*** SUPPLIED PASSAGE ***

That misconception might have put the focus too much on clinical mental health care as the only useful suicide prevention measure, both for veterans and for the whole population, Bryan said.
But thanks to military funding, veterans are now at the center of some of the most promising research into measures that people can do to help protect themselves and each other, regardless of diagnosis.
Groups like Continue Mission can be crucial to facilitating the smaller, daily changes that could save a life.
Continue Mission’s goal is to get veterans out of their homes and doing something with other people, but specifically other veterans. They go to movies together and museums, but also they take veterans for bike rides, kayaking excursions and ski and snowboarding trips.
Since the group started in 2014, they’ve served thousands of veterans and “support members” — family and friends — said Continue Mission founder Joshua Hansen. Last year alone, more than 2,600 participated in the group’s activities.

*** End of SUPPLIED PASSAGE ***

*ABOUT THIS EXERCISE*
Answer these questions using the passage on veterans and suicide prevention above.
1. What has put veterans at the center of some of the most promising prevention research?
2. Besides movies and museums, what outings does Continue Mission take veterans on?
3. How many people took part in the group's activities last year?

*** DATA FOR REVIEW ***

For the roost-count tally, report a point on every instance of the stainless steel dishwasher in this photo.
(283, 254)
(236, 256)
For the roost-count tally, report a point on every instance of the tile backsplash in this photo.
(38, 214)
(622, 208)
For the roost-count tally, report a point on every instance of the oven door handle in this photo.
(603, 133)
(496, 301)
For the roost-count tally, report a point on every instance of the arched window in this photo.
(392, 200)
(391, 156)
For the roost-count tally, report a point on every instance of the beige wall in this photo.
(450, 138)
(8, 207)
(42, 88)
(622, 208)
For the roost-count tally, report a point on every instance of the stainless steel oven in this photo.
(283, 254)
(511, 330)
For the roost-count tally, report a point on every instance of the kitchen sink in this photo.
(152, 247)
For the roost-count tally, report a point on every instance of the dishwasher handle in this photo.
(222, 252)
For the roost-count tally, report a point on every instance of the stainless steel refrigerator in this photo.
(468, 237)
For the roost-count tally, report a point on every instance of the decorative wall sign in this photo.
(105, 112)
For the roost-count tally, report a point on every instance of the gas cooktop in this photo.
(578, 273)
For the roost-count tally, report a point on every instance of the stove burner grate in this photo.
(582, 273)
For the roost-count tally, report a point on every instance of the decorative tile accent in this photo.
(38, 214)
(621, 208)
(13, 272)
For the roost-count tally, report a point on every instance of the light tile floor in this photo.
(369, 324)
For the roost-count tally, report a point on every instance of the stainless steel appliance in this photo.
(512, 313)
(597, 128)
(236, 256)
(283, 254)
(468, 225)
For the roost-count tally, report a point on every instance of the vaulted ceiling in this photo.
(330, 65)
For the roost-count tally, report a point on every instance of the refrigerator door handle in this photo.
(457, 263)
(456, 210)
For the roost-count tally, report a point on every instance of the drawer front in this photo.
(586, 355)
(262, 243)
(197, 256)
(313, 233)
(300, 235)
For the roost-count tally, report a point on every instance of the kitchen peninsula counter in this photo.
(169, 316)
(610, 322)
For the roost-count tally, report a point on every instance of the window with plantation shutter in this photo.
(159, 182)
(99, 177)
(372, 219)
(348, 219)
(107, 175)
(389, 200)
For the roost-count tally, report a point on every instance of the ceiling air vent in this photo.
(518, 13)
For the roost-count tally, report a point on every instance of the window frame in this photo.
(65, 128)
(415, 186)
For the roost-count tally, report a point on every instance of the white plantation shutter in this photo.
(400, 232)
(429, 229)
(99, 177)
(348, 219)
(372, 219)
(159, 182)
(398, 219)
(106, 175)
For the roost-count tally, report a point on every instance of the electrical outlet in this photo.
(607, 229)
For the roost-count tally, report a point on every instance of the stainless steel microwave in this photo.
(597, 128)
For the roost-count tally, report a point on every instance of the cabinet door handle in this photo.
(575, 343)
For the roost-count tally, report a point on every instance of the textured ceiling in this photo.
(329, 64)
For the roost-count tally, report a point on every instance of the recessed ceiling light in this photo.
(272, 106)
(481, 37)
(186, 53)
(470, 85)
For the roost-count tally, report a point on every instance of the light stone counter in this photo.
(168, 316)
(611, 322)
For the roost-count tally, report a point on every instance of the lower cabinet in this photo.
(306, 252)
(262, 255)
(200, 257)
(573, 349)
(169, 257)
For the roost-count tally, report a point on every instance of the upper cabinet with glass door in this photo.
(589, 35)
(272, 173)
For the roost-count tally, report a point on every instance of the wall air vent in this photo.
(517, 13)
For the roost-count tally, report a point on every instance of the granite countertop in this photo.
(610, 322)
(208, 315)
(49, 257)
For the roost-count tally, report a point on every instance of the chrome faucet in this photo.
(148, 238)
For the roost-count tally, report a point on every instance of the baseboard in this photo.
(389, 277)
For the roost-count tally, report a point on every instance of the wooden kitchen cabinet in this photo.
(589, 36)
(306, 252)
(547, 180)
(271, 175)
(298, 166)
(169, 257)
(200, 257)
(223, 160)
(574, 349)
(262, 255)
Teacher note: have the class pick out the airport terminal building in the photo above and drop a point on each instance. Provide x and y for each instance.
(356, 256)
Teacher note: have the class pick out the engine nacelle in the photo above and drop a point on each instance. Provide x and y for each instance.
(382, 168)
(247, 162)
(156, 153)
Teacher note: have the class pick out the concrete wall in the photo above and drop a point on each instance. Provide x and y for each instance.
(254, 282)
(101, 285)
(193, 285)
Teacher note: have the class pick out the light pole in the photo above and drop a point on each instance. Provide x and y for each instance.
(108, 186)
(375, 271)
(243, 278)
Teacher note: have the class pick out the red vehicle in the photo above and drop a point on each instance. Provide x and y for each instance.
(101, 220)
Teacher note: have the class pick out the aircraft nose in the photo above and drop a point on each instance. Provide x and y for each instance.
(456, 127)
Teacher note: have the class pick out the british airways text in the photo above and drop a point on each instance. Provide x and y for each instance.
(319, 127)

*** End of DATA FOR REVIEW ***

*EXERCISE RESPONSE*
1. Military funding.
2. Bike rides, kayaking excursions, and ski and snowboarding trips.
3. More than 2,600.